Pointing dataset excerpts

•••

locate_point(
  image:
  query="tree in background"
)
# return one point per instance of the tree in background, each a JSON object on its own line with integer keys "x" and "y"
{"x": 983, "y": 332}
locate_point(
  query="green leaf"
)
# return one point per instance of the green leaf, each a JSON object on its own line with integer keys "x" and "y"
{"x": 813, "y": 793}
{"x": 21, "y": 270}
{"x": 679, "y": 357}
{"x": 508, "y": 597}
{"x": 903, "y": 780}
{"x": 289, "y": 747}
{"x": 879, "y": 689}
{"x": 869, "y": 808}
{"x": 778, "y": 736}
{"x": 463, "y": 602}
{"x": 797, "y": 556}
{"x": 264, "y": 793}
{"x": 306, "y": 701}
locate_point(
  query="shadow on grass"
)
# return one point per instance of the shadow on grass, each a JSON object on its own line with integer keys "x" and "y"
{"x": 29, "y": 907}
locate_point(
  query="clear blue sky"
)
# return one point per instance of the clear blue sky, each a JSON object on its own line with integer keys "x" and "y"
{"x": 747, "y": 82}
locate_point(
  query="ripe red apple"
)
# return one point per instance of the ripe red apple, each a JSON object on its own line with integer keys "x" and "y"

•••

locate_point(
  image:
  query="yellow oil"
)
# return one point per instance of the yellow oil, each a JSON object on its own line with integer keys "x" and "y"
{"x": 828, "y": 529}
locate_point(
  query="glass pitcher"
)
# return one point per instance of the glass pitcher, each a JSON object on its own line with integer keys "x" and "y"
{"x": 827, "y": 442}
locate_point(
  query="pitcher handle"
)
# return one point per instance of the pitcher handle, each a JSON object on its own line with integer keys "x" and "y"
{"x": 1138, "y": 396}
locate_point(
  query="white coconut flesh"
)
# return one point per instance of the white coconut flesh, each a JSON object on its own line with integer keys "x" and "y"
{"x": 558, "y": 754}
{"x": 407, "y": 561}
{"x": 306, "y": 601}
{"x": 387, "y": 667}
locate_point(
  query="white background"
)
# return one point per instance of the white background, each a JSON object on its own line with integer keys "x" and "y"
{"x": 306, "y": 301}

•••

Could you pull out every line from the rows above that contains the word "apple" and copy each one in full?

» **TASK RESULT**:
  query="ripe red apple"
# return one point per instance of the ripe red apple, each a JSON object on its own line with integer keys "x" and "y"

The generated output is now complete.